**EXERCICES:**
a. Dans le texte sur Saudi Aramco, recopiez le passage compris entre « En 2022, Aramco » et « et 58 Md USD. », bornes incluses, en remplaçant « directive » par « instruction ».
b. D'après le texte sur Saudi Aramco, quel champ l'Arabie saoudite présente-t-elle comme le plus grand champ terrestre au monde ?

**TEXTE FOURNI:**
◇ ◇ ◇ ◇ ◇
ARABIE SAOUDITE
La diversification des activités de Saudi Aramco au pas de course de la Vision 2030
Le secteur de l’énergie est le pilier de l’économie saoudienne avec des activités principalement axées sur les hydrocarbures. Le pays possède environ 17 % des réserves prouvées de pétrole dans le monde et est le troisième producteur mondial ainsi que le premier exportateur. La ressource est exclusivement exploitée par Saudi Aramco, l’une des plus grandes sociétés intégrées d’énergie et de produits chimiques au monde. En 2023, la production totale de l’entreprise s’établissait en moyenne à 12,8 M de barils d’équivalent pétrole par jour (MMBOE/j), contre 13,8 MMBOE/j en 2022[1] ; une baisse imputable aux coupes de production décidées dans le cadre de l’OPEP. Le pétrole n’est cependant pas le seul atout de l’Arabie qui souhaite désormais diversifier ses activités et investit pour cela massivement dans le gaz et d’autres secteurs comme les nouvelles technologies. Enfin, le groupe s’internationalise de plus en plus avec l’acquisition de parts dans les raffineries étrangères et développe sa présence sur l’ensemble de la chaîne de valeurs (carburants, lubrifiants, combustibles, etc.) au sein de ses principaux marchés.
I/ Le pétrole, une activité pionnière et toujours prépondérante dans le Royaume
En 2023, l’Arabie saoudite, au travers d’Aramco, est resté l’un des plus grands producteurs mondiaux de pétrole brut avec une production moyenne de 9 millions de barils par jour (M bpj), contre 10,57 M bpj en 2022. Cette forte baisse est due aux coupes de production entamées par les pays membres de l’OPEP+ depuis octobre 2022. L’Arabie dispose en effet d’une capacité de production maximale de 12 M bpj mais en produit désormais 3 millions de moins (cf. Annexe 1).
En 2022, Aramco s’était lancé dans un vaste chantier d’augmentation de sa capacité maximale de production afin d’atteindre 13 M bpj. Pour y parvenir, la société avait prévu d’investir entre 45 et 55 Md USD pour l’année 2023, contre 37,6 Md USD en 2022. Le ministère de l’Energie a toutefois mis un coup d’arrêt à ce projet d’expansion en janvier dernier et Aramco avait annoncé avoir reçu une directive lui demandant de maintenir sa capacité maximale de production à 12 M bpj. Par ailleurs, dans son rapport annuel de 2023, les dépenses d’investissement d’Aramco s’étaient établies à 42,2 Md USD, en-dessous des prévisions initiales. Pour l’année 2024, l’entreprise a annoncé vouloir investir entre 48 et 58 Md USD.
Malgré cela, les activités pétrolières du groupe restent conséquentes avec une présence sur l’ensemble de la chaîne de la valeur. Sur l’amont (exploration et production), les principaux champs sont situés sur la côte Est (cf. Annexe 2) et l’Arabie déclare disposer du plus grand champ terrestre au monde, celui de Ghawar, qui produit chaque jour près de 4 millions de barils ; ainsi que du principal champ offshore, celui de Safaniyah, d’une capacité de production d’1,2 M bpj. Ce pétrole brut est acheminé par un vaste réseau d’oléoducs (cf. Annexe 3) vers de multiples installations où ils sont transformés en produits raffinés et pétrochimiques, ou vers des terminaux d’exportation. Le pays exporte majoritairement vers l’Asie[2] et dispose de points de livraison stratégiques à Rotterdam (Pays-Bas), Sidi Kerir (Egypte), Okinawa et Kiire (Japon), ainsi qu’à Ulsan (Corée du Sud).
◇ ◇ ◇ ◇ ◇
**LIGNES DE DONNÉES:**

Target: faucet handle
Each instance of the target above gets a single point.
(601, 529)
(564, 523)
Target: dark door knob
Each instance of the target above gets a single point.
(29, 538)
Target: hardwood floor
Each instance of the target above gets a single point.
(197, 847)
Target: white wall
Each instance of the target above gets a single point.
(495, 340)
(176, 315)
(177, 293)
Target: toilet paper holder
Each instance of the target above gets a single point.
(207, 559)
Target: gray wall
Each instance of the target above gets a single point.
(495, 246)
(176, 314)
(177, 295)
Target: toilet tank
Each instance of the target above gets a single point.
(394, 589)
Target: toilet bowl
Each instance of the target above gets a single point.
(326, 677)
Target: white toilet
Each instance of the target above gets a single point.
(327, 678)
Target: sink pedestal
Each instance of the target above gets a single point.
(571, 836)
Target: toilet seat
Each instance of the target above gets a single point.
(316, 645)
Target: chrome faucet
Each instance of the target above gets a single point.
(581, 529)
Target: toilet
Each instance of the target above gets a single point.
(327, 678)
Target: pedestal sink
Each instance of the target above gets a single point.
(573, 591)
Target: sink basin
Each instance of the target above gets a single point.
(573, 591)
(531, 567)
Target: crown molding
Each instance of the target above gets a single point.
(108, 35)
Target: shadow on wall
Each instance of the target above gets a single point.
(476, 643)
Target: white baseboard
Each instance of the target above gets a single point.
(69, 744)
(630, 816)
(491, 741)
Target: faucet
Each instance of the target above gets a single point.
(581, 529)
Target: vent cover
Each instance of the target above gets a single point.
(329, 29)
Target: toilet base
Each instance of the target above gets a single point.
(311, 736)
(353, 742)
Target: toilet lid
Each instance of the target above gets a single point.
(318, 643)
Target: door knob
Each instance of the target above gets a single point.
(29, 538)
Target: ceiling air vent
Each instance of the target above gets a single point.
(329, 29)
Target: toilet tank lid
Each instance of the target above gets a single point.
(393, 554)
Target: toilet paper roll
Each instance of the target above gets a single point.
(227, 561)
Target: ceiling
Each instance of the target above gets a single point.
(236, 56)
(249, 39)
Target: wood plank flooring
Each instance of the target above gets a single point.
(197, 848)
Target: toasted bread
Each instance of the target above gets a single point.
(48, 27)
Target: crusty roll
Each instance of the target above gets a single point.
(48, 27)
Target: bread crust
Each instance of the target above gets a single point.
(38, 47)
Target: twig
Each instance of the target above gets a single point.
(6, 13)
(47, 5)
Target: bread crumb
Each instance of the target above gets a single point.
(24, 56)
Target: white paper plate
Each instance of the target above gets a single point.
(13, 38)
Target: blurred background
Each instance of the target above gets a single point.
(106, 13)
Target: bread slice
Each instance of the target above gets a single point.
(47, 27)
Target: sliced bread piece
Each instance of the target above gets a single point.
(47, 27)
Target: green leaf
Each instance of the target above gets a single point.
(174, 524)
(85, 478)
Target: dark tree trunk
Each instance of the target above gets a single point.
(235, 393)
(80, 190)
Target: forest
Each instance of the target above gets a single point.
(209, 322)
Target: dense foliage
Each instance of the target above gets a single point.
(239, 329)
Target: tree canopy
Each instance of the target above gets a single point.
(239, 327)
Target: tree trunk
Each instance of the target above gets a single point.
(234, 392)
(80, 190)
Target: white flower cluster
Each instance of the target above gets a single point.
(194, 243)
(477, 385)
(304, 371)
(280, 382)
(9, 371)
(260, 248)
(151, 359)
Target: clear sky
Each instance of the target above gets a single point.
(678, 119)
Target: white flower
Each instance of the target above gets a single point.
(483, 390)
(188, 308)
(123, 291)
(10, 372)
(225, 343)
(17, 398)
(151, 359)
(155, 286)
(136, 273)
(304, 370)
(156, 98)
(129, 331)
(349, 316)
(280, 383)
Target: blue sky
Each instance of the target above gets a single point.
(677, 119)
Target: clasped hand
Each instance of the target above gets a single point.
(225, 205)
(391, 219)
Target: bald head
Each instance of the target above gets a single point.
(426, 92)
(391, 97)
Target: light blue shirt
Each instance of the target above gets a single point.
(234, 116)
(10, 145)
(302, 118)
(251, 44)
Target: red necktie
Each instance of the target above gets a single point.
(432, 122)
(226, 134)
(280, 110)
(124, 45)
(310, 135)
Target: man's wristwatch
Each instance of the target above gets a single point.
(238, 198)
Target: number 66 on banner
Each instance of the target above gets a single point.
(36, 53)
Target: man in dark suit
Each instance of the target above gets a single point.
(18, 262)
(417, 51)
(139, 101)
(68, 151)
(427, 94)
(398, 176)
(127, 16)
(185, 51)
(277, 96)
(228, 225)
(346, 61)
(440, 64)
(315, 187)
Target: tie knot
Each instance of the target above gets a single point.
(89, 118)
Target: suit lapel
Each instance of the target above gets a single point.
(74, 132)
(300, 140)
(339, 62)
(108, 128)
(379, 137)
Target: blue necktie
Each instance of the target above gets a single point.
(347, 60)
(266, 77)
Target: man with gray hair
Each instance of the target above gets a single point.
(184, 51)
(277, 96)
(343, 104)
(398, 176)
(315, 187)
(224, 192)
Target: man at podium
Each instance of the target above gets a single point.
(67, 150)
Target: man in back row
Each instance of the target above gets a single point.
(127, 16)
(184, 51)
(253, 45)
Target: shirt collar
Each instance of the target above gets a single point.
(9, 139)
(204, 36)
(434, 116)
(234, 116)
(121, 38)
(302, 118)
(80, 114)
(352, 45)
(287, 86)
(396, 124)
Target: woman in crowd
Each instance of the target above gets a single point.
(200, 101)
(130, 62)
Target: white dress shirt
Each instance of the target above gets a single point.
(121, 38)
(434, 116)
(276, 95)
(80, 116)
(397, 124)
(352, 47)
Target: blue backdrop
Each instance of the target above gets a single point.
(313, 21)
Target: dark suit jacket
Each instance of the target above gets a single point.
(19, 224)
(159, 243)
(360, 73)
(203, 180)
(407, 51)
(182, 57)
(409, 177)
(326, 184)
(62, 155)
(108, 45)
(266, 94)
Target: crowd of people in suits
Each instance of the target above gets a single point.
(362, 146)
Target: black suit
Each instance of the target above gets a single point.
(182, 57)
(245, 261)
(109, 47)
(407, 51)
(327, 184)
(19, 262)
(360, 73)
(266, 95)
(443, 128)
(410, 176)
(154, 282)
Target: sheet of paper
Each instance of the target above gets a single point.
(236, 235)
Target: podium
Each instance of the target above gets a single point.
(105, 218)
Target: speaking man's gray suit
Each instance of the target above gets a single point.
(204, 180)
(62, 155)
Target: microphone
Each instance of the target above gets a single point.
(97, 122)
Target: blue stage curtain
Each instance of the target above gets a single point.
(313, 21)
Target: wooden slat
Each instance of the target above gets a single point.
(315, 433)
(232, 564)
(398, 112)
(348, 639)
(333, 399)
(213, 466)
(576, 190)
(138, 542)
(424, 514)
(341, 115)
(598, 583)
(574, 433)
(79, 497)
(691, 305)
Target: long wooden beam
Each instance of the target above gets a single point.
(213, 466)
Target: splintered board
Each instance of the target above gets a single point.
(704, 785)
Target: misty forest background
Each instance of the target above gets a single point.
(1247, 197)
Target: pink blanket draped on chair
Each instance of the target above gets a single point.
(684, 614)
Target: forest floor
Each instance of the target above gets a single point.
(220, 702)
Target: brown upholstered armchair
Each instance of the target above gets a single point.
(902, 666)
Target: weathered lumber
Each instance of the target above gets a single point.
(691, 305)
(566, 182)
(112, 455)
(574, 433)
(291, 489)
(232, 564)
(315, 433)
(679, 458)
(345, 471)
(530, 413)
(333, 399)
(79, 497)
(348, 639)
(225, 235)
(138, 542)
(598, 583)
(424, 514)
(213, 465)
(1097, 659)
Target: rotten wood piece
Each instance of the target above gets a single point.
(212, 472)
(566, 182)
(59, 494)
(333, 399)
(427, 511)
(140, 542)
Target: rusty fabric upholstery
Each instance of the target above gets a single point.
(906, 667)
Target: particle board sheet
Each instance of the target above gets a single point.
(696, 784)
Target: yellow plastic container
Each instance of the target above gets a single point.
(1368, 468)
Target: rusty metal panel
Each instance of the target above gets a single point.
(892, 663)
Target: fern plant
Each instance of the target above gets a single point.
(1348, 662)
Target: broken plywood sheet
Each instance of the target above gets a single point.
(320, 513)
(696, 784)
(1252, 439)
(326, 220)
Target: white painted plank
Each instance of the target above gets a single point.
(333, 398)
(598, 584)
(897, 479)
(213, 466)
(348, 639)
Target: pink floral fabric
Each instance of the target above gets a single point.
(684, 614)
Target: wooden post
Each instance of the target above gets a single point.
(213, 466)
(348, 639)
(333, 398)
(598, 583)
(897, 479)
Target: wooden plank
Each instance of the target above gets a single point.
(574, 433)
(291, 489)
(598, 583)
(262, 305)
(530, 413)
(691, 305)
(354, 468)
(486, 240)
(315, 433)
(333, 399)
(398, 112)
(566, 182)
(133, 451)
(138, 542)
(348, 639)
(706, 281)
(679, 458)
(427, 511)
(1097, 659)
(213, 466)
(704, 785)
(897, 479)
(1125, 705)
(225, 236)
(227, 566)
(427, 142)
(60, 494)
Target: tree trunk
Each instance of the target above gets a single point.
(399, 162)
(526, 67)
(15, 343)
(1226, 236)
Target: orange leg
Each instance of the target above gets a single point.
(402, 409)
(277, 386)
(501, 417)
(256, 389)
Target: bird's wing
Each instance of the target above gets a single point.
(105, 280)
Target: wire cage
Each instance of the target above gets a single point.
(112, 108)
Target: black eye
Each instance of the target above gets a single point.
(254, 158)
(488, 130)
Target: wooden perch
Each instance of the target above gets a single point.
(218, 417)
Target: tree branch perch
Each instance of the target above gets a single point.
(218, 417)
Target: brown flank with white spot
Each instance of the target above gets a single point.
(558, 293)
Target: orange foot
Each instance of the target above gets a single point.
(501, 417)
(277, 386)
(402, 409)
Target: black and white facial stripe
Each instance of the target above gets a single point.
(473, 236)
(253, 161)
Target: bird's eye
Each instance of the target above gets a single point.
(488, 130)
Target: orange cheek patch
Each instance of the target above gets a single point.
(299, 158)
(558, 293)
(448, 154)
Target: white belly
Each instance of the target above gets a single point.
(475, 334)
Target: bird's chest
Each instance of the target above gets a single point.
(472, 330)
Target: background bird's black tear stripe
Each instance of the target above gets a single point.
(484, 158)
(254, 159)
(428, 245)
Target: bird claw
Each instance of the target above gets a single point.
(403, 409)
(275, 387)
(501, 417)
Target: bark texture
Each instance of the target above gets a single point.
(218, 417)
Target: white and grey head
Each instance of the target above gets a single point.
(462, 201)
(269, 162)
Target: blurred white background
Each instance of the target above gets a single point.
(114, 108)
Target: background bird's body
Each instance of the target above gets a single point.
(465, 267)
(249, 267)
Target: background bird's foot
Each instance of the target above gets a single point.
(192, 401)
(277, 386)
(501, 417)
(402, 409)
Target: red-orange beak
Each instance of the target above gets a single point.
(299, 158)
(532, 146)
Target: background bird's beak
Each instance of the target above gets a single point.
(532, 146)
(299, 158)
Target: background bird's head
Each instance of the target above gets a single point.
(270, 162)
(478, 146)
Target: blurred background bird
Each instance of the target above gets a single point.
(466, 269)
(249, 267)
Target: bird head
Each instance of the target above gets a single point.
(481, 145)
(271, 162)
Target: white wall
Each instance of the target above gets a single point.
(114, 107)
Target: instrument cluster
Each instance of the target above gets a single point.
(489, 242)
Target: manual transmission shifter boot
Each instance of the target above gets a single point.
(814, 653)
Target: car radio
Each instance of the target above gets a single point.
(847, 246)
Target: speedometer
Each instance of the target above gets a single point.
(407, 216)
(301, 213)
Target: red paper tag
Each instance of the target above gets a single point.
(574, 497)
◇ ◇ ◇ ◇ ◇
**RÉPONSES ORDONNÉES:**
a.
En 2022, Aramco s’était lancé dans un vaste chantier d’augmentation de sa capacité maximale de production afin d’atteindre 13 M bpj. Pour y parvenir, la société avait prévu d’investir entre 45 et 55 Md USD pour l’année 2023, contre 37,6 Md USD en 2022. Le ministère de l’Energie a toutefois mis un coup d’arrêt à ce projet d’expansion en janvier dernier et Aramco avait annoncé avoir reçu une instruction lui demandant de maintenir sa capacité maximale de production à 12 M bpj. Par ailleurs, dans son rapport annuel de 2023, les dépenses d’investissement d’Aramco s’étaient établies à 42,2 Md USD, en-dessous des prévisions initiales. Pour l’année 2024, l’entreprise a annoncé vouloir investir entre 48 et 58 Md USD.

b. Le champ de Ghawar.